-- Opening Marker --
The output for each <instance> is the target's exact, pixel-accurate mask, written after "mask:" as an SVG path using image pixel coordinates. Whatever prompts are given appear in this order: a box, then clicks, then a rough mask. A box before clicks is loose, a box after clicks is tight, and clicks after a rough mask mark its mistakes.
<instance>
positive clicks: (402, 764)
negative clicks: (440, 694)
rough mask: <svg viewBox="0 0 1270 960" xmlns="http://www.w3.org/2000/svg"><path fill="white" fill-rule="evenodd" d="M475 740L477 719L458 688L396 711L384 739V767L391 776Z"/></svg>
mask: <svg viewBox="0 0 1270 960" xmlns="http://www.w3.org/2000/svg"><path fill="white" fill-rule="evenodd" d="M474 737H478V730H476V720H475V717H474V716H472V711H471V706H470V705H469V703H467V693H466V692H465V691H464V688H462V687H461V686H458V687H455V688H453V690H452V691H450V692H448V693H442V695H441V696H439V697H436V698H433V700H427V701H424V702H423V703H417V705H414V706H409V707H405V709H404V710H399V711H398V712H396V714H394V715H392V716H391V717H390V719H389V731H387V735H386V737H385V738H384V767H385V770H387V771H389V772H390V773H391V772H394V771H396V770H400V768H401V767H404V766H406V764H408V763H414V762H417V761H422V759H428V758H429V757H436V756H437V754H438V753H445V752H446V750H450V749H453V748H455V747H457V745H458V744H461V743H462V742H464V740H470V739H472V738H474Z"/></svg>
-- Closing Marker --
Rewrite the rows above, swapping every "rough mask" for "coarse mask" and keeping all else the same.

• Finished exercise
The output for each <instance> is the target's exact, pixel-accurate mask, written after "mask:" as an SVG path using image pixel coordinates. Whatever prompts are given appear in this order: a box, then clicks, then a coarse mask. A box before clicks is loose, a box after clicks is tight, and clicks after a coarse mask mark its mistakes.
<instance>
positive clicks: (402, 764)
negative clicks: (440, 694)
coarse mask: <svg viewBox="0 0 1270 960" xmlns="http://www.w3.org/2000/svg"><path fill="white" fill-rule="evenodd" d="M475 740L477 719L458 688L396 711L384 739V767L391 776Z"/></svg>
mask: <svg viewBox="0 0 1270 960" xmlns="http://www.w3.org/2000/svg"><path fill="white" fill-rule="evenodd" d="M474 737H478V730H476V720H475V717H474V716H472V711H471V706H470V705H469V703H467V693H466V692H465V691H464V688H462V687H461V686H458V687H455V688H453V690H452V691H450V692H448V693H442V695H441V696H439V697H436V698H433V700H427V701H424V702H423V703H417V705H414V706H409V707H405V709H404V710H399V711H398V712H396V714H394V715H392V716H391V717H390V719H389V731H387V735H386V737H385V738H384V767H385V770H387V771H389V772H390V773H391V772H394V771H396V770H400V768H401V767H404V766H406V764H408V763H414V762H417V761H422V759H428V758H429V757H436V756H437V754H438V753H445V752H446V750H450V749H453V748H455V747H457V745H458V744H461V743H462V742H464V740H470V739H472V738H474Z"/></svg>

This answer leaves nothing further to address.